--- Dataset rows ---
────────
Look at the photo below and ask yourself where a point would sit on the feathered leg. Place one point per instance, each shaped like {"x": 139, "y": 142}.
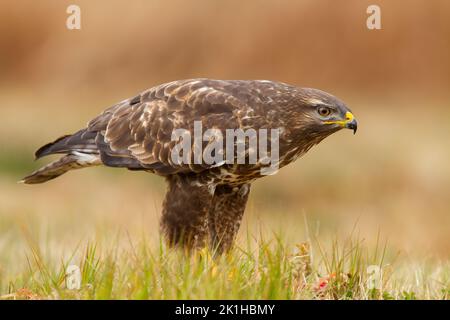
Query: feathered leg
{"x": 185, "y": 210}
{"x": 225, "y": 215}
────────
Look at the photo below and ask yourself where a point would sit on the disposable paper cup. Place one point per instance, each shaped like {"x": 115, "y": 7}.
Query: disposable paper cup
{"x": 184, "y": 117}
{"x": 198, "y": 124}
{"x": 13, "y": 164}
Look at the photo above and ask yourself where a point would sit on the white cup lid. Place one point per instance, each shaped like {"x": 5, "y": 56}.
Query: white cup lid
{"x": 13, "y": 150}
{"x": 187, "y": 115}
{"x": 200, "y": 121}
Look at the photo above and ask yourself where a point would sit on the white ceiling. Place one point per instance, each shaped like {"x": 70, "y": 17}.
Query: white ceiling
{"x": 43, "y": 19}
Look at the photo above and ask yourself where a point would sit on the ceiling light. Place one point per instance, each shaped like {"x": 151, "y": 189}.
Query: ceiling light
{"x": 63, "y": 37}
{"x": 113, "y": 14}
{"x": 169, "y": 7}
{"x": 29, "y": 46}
────────
--- Directive ---
Collect every line of the entries above that contains the word "disposable", and copy each one out in full.

--- Written answer ---
Look at the photo below and ask yourself where a point would sit on the disposable paper cup. Place one point per instance, each shaped like {"x": 115, "y": 7}.
Query: disposable paper cup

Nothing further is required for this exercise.